↓

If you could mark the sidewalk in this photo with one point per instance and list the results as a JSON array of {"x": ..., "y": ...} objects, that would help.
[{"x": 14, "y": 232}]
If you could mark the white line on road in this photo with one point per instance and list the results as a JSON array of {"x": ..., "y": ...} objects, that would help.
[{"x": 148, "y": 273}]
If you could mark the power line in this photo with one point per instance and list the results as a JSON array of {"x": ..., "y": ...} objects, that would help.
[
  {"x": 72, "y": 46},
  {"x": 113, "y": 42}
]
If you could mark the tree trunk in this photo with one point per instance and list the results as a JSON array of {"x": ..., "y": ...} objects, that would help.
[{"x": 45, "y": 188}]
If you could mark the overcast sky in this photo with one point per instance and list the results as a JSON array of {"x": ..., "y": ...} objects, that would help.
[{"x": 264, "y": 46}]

↑

#### Task prompt:
Type the material above out again, exactly.

#### Correct output:
If you could mark the sidewalk in this photo with one point per instance and list the results as a JSON array of {"x": ..., "y": ...} objects, that would help.
[{"x": 14, "y": 232}]
If you could mark the white line on road in this photo with one point per instance and list the results as a JSON array of {"x": ..., "y": ...} objects, that would help.
[{"x": 148, "y": 273}]
If you could mark the power line in this photo with one point per instance and list the results as a JSON array of {"x": ..., "y": ...} objects, that would help.
[
  {"x": 72, "y": 46},
  {"x": 113, "y": 42}
]
If you could mark the tree trunk in this photo with one point per instance and list the results as a JSON array of {"x": ..., "y": ...} objects, that would help.
[{"x": 45, "y": 188}]
If you could mark the overcast sky in this photo with one point per instance and list the results as a JSON array of {"x": ..., "y": ...} objects, that would help.
[{"x": 264, "y": 46}]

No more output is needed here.